====== GIVEN RECORDS
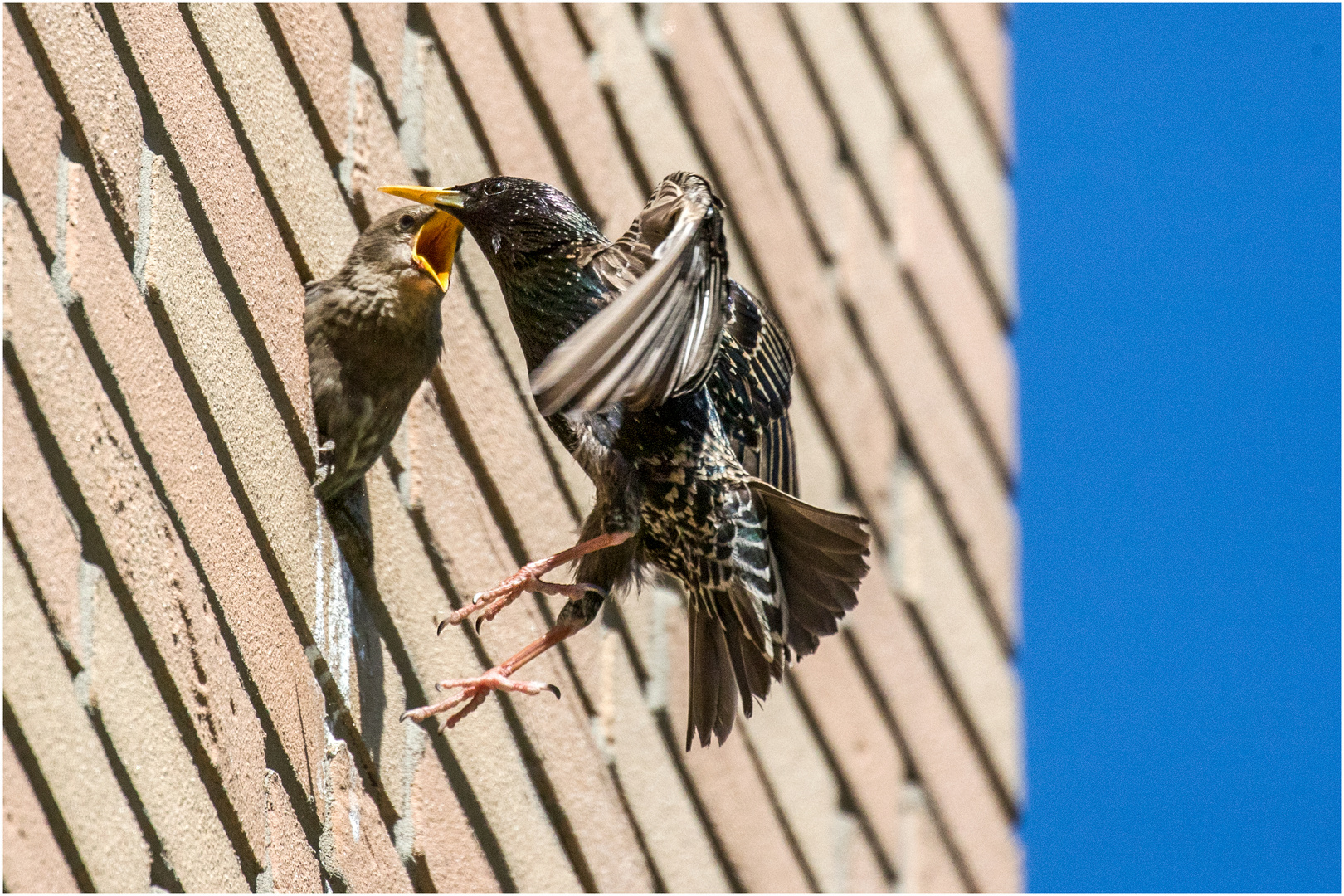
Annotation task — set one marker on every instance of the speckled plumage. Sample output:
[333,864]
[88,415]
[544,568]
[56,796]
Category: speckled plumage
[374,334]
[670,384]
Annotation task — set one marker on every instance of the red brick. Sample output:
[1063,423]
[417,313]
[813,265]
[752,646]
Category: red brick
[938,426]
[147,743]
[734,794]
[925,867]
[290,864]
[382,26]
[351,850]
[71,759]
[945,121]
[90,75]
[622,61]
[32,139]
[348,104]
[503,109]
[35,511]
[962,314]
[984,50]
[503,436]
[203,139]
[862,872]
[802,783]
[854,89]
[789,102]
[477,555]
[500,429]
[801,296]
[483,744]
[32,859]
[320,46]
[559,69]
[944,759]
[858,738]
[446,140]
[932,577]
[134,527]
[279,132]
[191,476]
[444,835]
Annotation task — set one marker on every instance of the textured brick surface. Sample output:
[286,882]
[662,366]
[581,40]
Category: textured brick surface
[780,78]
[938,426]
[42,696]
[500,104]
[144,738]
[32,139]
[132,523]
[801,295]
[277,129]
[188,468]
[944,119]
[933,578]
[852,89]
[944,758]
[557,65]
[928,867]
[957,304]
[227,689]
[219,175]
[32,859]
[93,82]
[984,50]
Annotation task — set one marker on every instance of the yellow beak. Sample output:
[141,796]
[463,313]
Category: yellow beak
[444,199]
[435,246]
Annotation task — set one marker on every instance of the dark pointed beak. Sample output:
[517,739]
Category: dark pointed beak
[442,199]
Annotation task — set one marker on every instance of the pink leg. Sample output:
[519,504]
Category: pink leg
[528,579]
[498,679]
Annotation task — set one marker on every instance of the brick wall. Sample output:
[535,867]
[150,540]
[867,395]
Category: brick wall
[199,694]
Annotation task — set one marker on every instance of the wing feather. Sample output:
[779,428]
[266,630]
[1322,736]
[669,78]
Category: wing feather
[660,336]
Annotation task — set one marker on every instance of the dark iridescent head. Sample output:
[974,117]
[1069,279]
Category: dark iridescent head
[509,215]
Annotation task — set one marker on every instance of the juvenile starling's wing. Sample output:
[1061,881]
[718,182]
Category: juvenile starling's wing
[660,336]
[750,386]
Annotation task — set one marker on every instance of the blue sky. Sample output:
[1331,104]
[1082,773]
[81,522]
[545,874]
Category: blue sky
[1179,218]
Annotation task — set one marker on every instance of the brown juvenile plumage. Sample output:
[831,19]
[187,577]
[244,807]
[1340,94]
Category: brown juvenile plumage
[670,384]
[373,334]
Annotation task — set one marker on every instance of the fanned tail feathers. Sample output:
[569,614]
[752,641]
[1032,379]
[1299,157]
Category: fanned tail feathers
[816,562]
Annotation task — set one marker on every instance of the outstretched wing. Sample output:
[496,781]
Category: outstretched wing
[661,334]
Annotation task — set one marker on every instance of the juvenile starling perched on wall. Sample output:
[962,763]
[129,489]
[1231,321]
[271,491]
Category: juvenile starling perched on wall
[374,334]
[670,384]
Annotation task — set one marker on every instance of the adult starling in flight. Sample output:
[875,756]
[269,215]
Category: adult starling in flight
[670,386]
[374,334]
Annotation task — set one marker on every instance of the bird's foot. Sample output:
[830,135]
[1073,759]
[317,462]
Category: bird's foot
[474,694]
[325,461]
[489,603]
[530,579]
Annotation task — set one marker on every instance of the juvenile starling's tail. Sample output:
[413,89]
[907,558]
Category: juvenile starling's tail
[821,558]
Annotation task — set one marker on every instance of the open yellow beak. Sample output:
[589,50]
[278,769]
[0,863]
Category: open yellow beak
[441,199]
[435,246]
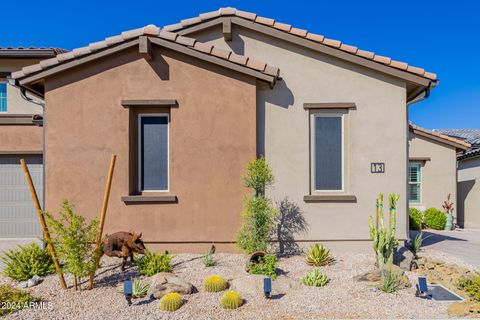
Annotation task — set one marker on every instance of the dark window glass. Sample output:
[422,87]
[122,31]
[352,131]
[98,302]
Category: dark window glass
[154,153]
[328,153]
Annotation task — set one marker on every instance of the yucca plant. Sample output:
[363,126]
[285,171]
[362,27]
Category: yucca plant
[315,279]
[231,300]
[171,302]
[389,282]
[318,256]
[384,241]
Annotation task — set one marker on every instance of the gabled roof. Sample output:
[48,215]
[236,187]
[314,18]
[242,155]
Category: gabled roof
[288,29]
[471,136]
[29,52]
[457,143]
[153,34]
============
WRITTEN INSTRUCTION »
Retype all entries exactly as they appear, dropping the images.

SOLUTION TO THIS TASK »
Annotation task — set one marker on every instance of the speckled plumage. Sample output:
[333,864]
[88,415]
[544,568]
[56,796]
Category: speckled plumage
[374,334]
[670,384]
Annotation task — set one marker on every instance of the red brick. Sample output:
[1063,423]
[417,313]
[813,265]
[752,646]
Category: red brick
[938,426]
[147,743]
[734,794]
[925,867]
[290,864]
[382,26]
[351,850]
[71,759]
[945,121]
[90,75]
[622,61]
[32,139]
[348,104]
[503,109]
[35,511]
[962,314]
[984,50]
[503,436]
[203,139]
[862,872]
[802,783]
[854,89]
[789,102]
[477,555]
[500,429]
[801,296]
[483,744]
[32,859]
[320,46]
[559,69]
[944,759]
[858,738]
[446,140]
[932,577]
[134,527]
[279,132]
[191,476]
[444,835]
Annotation task — set one marker on every instance of the textured brick surface. Sample output:
[286,882]
[662,366]
[581,40]
Category: textured brick surface
[780,78]
[938,426]
[42,696]
[500,104]
[144,738]
[32,139]
[132,523]
[801,295]
[277,129]
[188,468]
[944,119]
[933,578]
[852,89]
[944,758]
[557,65]
[928,867]
[957,304]
[227,689]
[219,175]
[32,859]
[93,82]
[984,50]
Annotation task — set one marker on every instance of the yellow beak. Sample output:
[141,796]
[463,313]
Category: yellow beak
[444,199]
[435,246]
Annotation task — set one marker on every instance of the dark pointed beak. Sample output:
[517,739]
Category: dark pointed beak
[442,199]
Annotation task — set one marker on every instance of the pink leg. Sample output:
[519,504]
Category: pink leg
[528,579]
[498,679]
Annotation task — set one marker on every instance of the brick wall. Sample output:
[535,867]
[150,540]
[867,395]
Category: brick wall
[199,694]
Annotation task — set one marker on every instance of the wing feather. Sample output:
[779,428]
[266,630]
[1322,736]
[669,78]
Category: wing feather
[660,336]
Annotation task — set one marker on every instance of the dark iridescent head. Sample output:
[974,117]
[1069,279]
Category: dark iridescent head
[509,215]
Annotation task — set one marker on every instance of the juvenile starling's wing. Sample output:
[1061,881]
[718,182]
Category: juvenile starling's wing
[660,336]
[750,386]
Annotation task — set one marker on every instance of the blue sky. Sample output:
[1331,104]
[1082,773]
[81,522]
[545,874]
Category: blue sky
[1179,218]
Annotation task — set one marker on every instance of the brown juvenile plumage. Sample output:
[831,19]
[187,577]
[244,807]
[1340,94]
Category: brown juvenile plumage
[670,384]
[373,334]
Annotation task — set one marker on every instance of the fanned tail feathers. Sample output:
[569,614]
[752,641]
[1032,379]
[1299,157]
Category: fanned tail feathers
[816,562]
Annotation task — set one marker on every instance of the outstretched wing. Sample output:
[496,781]
Category: outstretched wing
[661,334]
Annotation task — set one marker on every instance of the juvenile starling perched on wall. Sample output:
[962,763]
[129,489]
[1231,321]
[271,491]
Category: juvenile starling perched on wall
[374,334]
[670,384]
Annotation task — set one marker on every instance of the adult starling in flight. Sample output:
[875,756]
[269,215]
Category: adult starling in flight
[670,386]
[374,334]
Annotation task — set one marker on every instance of the bird's foot. Sample output:
[830,135]
[1073,759]
[317,462]
Category: bird's foot
[474,694]
[325,461]
[489,603]
[530,579]
Annotation task — set one marker on every instance of the juvenile starling's tail. Sample output:
[413,89]
[907,558]
Category: juvenile starling's tail
[821,558]
Annotation task — set one marker on every instance of the open yellow beak. Sample output:
[589,50]
[278,769]
[0,863]
Category: open yellow beak
[441,199]
[435,246]
Annotation task — set one marker on every instance of the dark window glass. Sample output:
[422,87]
[122,31]
[352,131]
[98,302]
Category: dark window glass
[154,153]
[328,153]
Annotation task — set one marker on every instance of the yucca plant. Sample output:
[363,126]
[285,171]
[362,27]
Category: yucca plant
[315,279]
[231,300]
[171,302]
[389,282]
[318,256]
[384,241]
Annotation task — set one marker on every instance of the gabled roof. Sample output:
[48,215]
[236,187]
[314,18]
[242,155]
Category: gabled roof
[288,29]
[471,136]
[29,52]
[457,143]
[153,34]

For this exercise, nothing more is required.